# [Required work]
Repeat the material below word for word, keeping every line unchanged.

# [Dataset records]

╭──

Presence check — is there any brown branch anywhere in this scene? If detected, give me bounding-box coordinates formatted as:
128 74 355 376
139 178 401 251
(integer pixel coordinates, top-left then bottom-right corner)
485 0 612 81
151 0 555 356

╰──

# [The solution]
Presence check — is there any brown branch anywhere in this scene? If detected, give me bounding-box coordinates formatted as:
128 74 355 376
139 178 401 251
(integer pixel coordinates, top-left then bottom-right corner)
485 0 612 81
151 0 555 356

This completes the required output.